■ Required work ■
The records follow. Print, word for word, the first line through the "positive clicks: (219, 91) (262, 53)" line.

START Data provided

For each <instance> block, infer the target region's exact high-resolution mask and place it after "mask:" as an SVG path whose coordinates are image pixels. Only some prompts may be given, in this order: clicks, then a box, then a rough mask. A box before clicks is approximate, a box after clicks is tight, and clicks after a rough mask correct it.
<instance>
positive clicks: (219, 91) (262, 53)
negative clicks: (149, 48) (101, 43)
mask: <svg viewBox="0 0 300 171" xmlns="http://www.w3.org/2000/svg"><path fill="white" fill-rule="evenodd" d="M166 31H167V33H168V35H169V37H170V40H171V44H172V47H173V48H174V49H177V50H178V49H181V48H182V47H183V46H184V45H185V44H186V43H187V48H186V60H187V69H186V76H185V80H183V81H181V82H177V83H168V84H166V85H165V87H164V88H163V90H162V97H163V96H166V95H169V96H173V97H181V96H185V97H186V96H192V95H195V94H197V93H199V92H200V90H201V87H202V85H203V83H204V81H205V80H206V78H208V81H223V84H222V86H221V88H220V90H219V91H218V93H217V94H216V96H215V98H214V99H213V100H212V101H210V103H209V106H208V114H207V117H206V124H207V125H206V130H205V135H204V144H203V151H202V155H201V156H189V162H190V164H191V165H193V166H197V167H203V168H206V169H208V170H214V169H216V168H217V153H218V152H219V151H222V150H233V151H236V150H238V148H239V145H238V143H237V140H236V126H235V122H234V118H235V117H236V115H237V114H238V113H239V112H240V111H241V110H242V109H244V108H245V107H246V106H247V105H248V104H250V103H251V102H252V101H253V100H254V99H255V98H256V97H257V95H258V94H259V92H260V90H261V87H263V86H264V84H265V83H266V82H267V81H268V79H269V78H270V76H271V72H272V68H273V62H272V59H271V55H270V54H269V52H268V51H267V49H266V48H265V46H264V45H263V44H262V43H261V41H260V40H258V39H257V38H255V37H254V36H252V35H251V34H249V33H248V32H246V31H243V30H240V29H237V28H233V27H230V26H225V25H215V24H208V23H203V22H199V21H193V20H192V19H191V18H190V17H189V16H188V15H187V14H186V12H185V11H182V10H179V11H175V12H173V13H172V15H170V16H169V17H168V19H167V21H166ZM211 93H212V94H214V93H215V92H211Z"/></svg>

END Data provided

■ Final answer ■
For each <instance> block, infer the target region's exact high-resolution mask and place it after "mask:" as an SVG path whose coordinates are image pixels. Only some prompts may be given, in this order: clicks, then a box, then a rough mask. A box before clicks is approximate, a box after clicks is tight, and clicks after a rough mask correct it.
<instance>
positive clicks: (219, 91) (262, 53)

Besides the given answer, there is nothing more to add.